Each entry that follows is to be retyped exactly. Pictures do not belong in the copy.
# START OF Data shown
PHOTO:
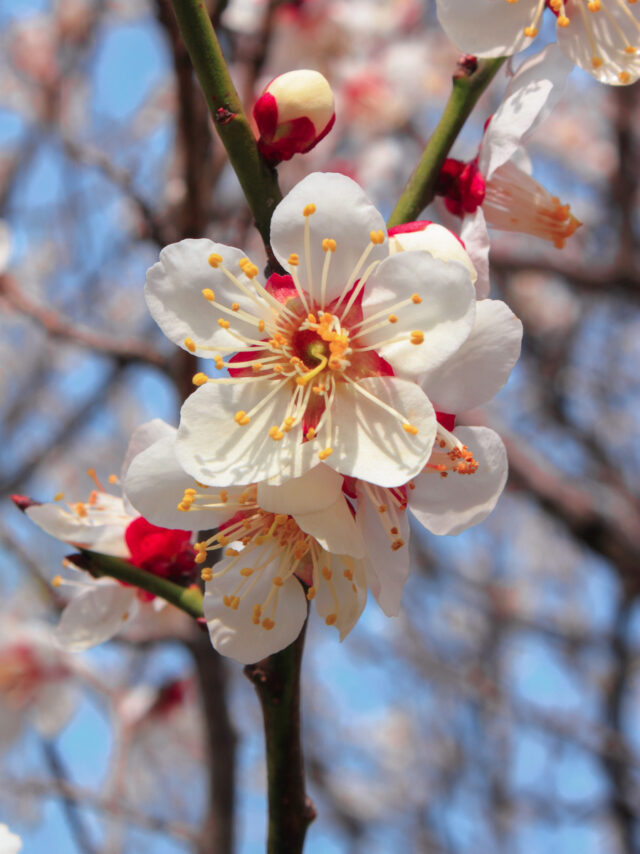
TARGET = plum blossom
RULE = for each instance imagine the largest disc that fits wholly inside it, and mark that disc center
(106, 523)
(294, 112)
(496, 187)
(36, 681)
(600, 36)
(269, 537)
(327, 356)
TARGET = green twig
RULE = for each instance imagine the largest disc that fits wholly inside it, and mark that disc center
(468, 85)
(277, 682)
(258, 180)
(188, 599)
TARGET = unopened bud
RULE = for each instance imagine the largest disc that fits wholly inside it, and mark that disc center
(294, 112)
(433, 238)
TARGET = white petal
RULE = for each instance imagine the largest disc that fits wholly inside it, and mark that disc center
(576, 42)
(444, 316)
(348, 603)
(369, 442)
(174, 296)
(103, 536)
(95, 615)
(480, 368)
(437, 240)
(532, 92)
(155, 485)
(145, 436)
(451, 504)
(53, 708)
(315, 490)
(343, 213)
(476, 239)
(487, 27)
(387, 569)
(233, 633)
(334, 528)
(215, 450)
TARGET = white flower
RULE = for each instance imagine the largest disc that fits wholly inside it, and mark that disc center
(601, 36)
(269, 536)
(36, 682)
(496, 187)
(107, 524)
(10, 843)
(327, 355)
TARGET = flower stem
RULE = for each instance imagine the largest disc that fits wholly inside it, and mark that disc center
(259, 181)
(188, 599)
(469, 82)
(277, 682)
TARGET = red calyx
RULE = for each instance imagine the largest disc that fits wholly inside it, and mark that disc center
(161, 551)
(462, 186)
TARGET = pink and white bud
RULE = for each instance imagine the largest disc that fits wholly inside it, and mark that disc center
(294, 112)
(433, 238)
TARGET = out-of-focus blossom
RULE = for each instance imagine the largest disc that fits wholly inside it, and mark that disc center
(36, 682)
(293, 113)
(601, 36)
(269, 537)
(327, 356)
(107, 524)
(496, 187)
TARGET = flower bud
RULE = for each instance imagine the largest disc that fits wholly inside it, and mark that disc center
(294, 112)
(432, 238)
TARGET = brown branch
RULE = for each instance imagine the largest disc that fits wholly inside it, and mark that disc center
(58, 326)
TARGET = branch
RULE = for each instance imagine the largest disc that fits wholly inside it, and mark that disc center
(277, 682)
(469, 82)
(188, 599)
(258, 180)
(59, 326)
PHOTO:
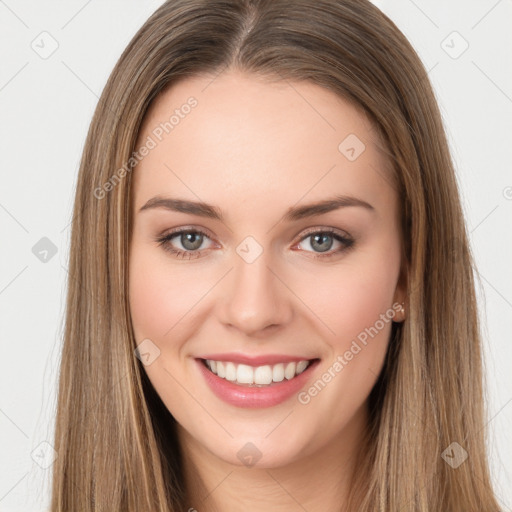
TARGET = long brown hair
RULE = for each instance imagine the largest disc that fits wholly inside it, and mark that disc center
(116, 443)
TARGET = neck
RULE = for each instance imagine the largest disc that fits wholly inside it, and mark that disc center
(317, 482)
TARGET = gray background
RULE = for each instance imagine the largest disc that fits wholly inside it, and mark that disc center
(46, 106)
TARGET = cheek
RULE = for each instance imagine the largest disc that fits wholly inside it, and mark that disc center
(160, 296)
(352, 298)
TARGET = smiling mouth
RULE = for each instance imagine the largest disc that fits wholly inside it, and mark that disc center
(257, 376)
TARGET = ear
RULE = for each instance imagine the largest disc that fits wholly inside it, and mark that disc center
(400, 297)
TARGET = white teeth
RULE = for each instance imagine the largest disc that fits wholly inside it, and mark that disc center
(301, 366)
(245, 374)
(289, 371)
(260, 376)
(278, 372)
(230, 371)
(221, 371)
(263, 375)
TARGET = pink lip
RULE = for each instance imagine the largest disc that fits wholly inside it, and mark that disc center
(254, 397)
(256, 360)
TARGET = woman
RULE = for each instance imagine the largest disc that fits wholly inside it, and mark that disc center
(214, 357)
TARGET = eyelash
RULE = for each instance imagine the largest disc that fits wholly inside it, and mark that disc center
(164, 241)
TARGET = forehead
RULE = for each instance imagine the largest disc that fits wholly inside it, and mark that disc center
(238, 139)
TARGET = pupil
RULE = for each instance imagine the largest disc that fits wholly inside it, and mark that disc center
(323, 245)
(191, 241)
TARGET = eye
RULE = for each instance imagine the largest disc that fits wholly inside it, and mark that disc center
(321, 241)
(190, 239)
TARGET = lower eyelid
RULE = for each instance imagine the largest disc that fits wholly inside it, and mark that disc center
(344, 241)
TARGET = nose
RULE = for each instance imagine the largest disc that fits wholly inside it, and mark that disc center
(256, 300)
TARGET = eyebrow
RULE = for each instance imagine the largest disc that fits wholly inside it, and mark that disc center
(293, 213)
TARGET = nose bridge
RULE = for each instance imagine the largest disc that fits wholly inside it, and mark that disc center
(254, 297)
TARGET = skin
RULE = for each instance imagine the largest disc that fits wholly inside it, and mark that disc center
(254, 149)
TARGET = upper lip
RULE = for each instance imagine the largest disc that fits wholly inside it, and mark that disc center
(261, 360)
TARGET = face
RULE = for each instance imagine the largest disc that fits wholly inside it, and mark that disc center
(260, 279)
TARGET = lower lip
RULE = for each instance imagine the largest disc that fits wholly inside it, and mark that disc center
(254, 397)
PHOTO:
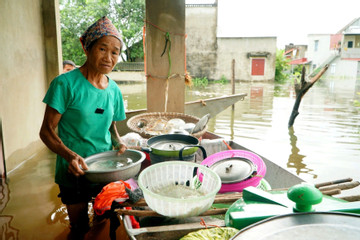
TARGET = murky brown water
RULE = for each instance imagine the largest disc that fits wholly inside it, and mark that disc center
(323, 145)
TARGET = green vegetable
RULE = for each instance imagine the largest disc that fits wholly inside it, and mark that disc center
(217, 233)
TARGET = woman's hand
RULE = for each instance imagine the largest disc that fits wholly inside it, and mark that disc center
(77, 165)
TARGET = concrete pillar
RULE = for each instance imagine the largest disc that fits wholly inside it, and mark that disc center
(165, 75)
(52, 38)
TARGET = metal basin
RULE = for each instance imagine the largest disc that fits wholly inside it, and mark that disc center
(108, 167)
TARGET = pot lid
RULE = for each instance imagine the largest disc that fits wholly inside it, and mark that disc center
(234, 170)
(314, 225)
(110, 161)
(169, 145)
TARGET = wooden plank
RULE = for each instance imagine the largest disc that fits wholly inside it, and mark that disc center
(172, 232)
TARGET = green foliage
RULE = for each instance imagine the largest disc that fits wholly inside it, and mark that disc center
(76, 16)
(281, 67)
(357, 102)
(200, 82)
(131, 15)
(223, 80)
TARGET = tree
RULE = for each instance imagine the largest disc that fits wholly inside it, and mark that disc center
(130, 17)
(76, 16)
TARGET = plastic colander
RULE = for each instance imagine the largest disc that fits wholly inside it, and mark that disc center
(170, 174)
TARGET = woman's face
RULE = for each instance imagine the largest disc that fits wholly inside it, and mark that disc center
(104, 54)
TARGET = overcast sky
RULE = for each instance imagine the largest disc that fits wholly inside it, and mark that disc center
(290, 21)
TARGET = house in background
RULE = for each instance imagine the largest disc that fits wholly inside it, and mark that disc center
(210, 56)
(296, 55)
(341, 51)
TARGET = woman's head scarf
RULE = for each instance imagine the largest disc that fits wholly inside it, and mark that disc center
(102, 27)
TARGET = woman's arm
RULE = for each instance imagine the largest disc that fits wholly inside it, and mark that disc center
(54, 143)
(116, 140)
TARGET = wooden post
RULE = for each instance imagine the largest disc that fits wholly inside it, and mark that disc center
(2, 155)
(300, 90)
(233, 80)
(165, 55)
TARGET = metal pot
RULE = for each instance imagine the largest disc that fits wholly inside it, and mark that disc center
(109, 167)
(170, 145)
# END OF Data shown
### Response to the task
PHOTO:
TARGET = plum blossom
RULE = for each instance imagine the largest disc that fits wholly inside it, and mark that disc center
(106, 523)
(294, 112)
(496, 187)
(36, 681)
(600, 36)
(269, 537)
(327, 356)
TARGET = green twig
RULE = for each instance imagine the largest disc that fits wholly inside it, and mark that disc center
(468, 85)
(277, 682)
(258, 180)
(188, 599)
TARGET = unopened bud
RULE = for each instance imagine the largest disc that fits wholly inside it, and mark that disc center
(294, 112)
(433, 238)
TARGET = white petal
RULE = for each instance imagine the largest disc that fits wholly inside it, and mark that disc center
(576, 42)
(444, 316)
(348, 603)
(369, 442)
(174, 296)
(103, 536)
(95, 615)
(480, 368)
(437, 240)
(532, 92)
(155, 485)
(145, 436)
(451, 504)
(53, 708)
(315, 490)
(343, 213)
(476, 239)
(487, 27)
(387, 569)
(233, 633)
(334, 528)
(215, 450)
TARGET = white flower
RULE = for each instance imagine the largest disc that fits wholly inside it, and mark that disc center
(601, 36)
(269, 536)
(36, 682)
(496, 187)
(107, 524)
(10, 843)
(327, 355)
TARGET = flower stem
RULE = for each instance imagine the largest disc that fits wholly inside it, and mark that disc center
(259, 181)
(188, 599)
(469, 82)
(277, 682)
TARGET = red calyx
RULE = for each instance imagine the largest disc that fits wholly inside it, and mark that disc center
(161, 551)
(462, 186)
TARGET = pink and white bud
RULE = for each instance imagine the largest disc that fits wholly inside it, and mark that disc center
(294, 112)
(433, 238)
TARGET = out-of-focus blossom
RULE = for each instance imagine the largest disc that fits wholly inside it, and mark that disc center
(36, 682)
(293, 113)
(601, 36)
(269, 537)
(327, 356)
(107, 524)
(496, 187)
TARGET = flower bud
RULE = for each instance imagine the largest disc that fits wholly inside it, and mark that disc center
(294, 112)
(432, 238)
TARGET = brown branch
RULE = for each instance imagine the largest disc that fits wholly inside it, and mark that disc center
(58, 326)
TARGET = branch
RULE = for each instance imagine the largest disc that fits wholly inside it, and mark that disc center
(277, 682)
(469, 82)
(188, 599)
(258, 180)
(59, 326)
PHOTO:
TARGET = long brown hair
RULE = for each instance imagine the largest disc that fits wholly inside it, and mark that disc center
(116, 443)
TARGET = neck
RULE = for each instance imagine the largest disc that fits wholly inside it, and mark that disc center
(317, 482)
TARGET = gray background
RULE = for each instance imagine the largest disc that fits wholly inside it, and mark that disc center
(46, 106)
TARGET = cheek
RULE = for each instance imagine the largest disc that fits wholly inside it, and mark that disc center
(160, 296)
(352, 298)
TARGET = smiling mouth
RULE = for each instance imagine the largest disc that fits wholly inside it, and mark that disc center
(257, 376)
TARGET = ear
RULE = for each instance imagine the largest disc that fits wholly inside it, and mark that disc center
(400, 297)
TARGET = white teeth
RULE = for each instance imagine the largest disc that fits wholly inside it, and mark that disc center
(301, 366)
(245, 374)
(289, 371)
(260, 376)
(278, 372)
(230, 371)
(221, 371)
(263, 375)
TARGET = pink lip
RULE = for each instance imagine the largest disc that fits wholly inside it, and mark that disc center
(254, 397)
(256, 360)
TARGET = woman
RULE = for each instance imagine the largest disc that fits wholly inside it, and mark that disc center
(214, 357)
TARGET = eyelash
RULE = for each instance imagine the largest disc that fits wholly inside it, and mark that disc center
(164, 241)
TARGET = forehead
RULE = for each instance imagine the largest disc that fits wholly inside it, and mark that disc center
(238, 139)
TARGET = pupil
RULE = for each instance imagine the largest disc that fits wholly inside it, and mark that disc center
(323, 245)
(191, 241)
TARGET = eye
RULE = for each instance imagine the largest disc that fits wholly inside it, and mark that disc center
(321, 241)
(190, 239)
TARGET = lower eyelid
RULE = for each instance imagine the largest disc that fits wholly inside it, and mark that disc center
(344, 241)
TARGET = nose
RULE = for each instance imagine the largest disc that fits wholly inside it, and mark that disc center
(256, 300)
TARGET = eyebrow
RULE = for each instance imagine the largest disc that fits wholly inside it, and mark that disc center
(293, 213)
TARGET = nose bridge
RULE = for each instance imagine the largest disc that fits wholly inside it, and mark that disc center
(254, 297)
TARGET = skin
RULE = for each instance imagine the largest disc that fits wholly inside it, and mark that disc center
(254, 149)
TARGET = upper lip
RULE = for each instance imagine the largest disc that fits wholly inside it, and mark that disc center
(261, 360)
TARGET = face
RULE = for each instance imagine the largest disc that fits wholly inside it, and mark that disc center
(260, 279)
TARGET = lower lip
RULE = for each instance imagine the largest disc that fits wholly inside it, and mark that disc center
(254, 397)
PHOTO:
TARGET = murky brown water
RULE = for each instance imagine the largest disc that fits wholly inside it, and mark that disc center
(323, 145)
TARGET = green vegetable
RULE = for each instance imagine the largest disc that fits wholly inside it, and mark that disc center
(217, 233)
TARGET = woman's hand
RULE = for each instance imagine the largest disc that fits wholly inside it, and mark that disc center
(77, 165)
TARGET = concrete pillar
RULE = for each instance imagine the largest disc that fits wholly inside it, and mark that disc center
(165, 75)
(52, 38)
TARGET = metal basin
RULE = for each instance imagine the largest disc that fits wholly inside it, and mark that disc center
(108, 167)
TARGET = pot lid
RULE = for each instance imagine the largest disc that fits wholly inside it, and mark that disc center
(234, 170)
(314, 225)
(110, 161)
(169, 145)
TARGET = wooden plank
RULE = for each instance imagine the largest disc that fits wholly inside it, and mark that disc center
(172, 232)
TARGET = green foliage
RULE = for each instance imagine the largest disc that fits wholly inside it, and mark that disc center
(76, 16)
(281, 67)
(357, 102)
(200, 82)
(131, 15)
(223, 80)
TARGET = tree
RULE = for each instance imagine the largest disc that fits wholly inside it, and mark that disc center
(130, 17)
(76, 16)
TARGET = plastic colander
RULE = for each instance imagine the largest disc that fits wholly inside it, and mark that disc center
(170, 174)
TARGET = woman's face
RULE = for each instance imagine the largest disc that fits wholly inside it, and mark that disc center
(104, 54)
TARGET = overcast sky
RULE = for each instance imagine the largest disc that fits wholly inside it, and mark that disc center
(290, 21)
TARGET = house in background
RULE = for each instance imagine the largest disc that fits wholly inside it, and mark that disc center
(210, 56)
(296, 55)
(341, 51)
TARGET = woman's head scarf
RULE = for each instance imagine the largest disc that fits wholly inside it, and mark that disc center
(102, 27)
TARGET = woman's arm
RULE = for each instance imagine the largest disc that fits wholly inside it, and mark that disc center
(54, 143)
(116, 140)
TARGET = wooden post
RULE = for each instance imagine the largest disc that fits wholly inside it, and mark that disc center
(2, 155)
(300, 90)
(233, 80)
(165, 55)
TARGET = metal pot
RULE = for each instance imagine the largest disc that fits wholly inside it, and mark that disc center
(109, 167)
(170, 145)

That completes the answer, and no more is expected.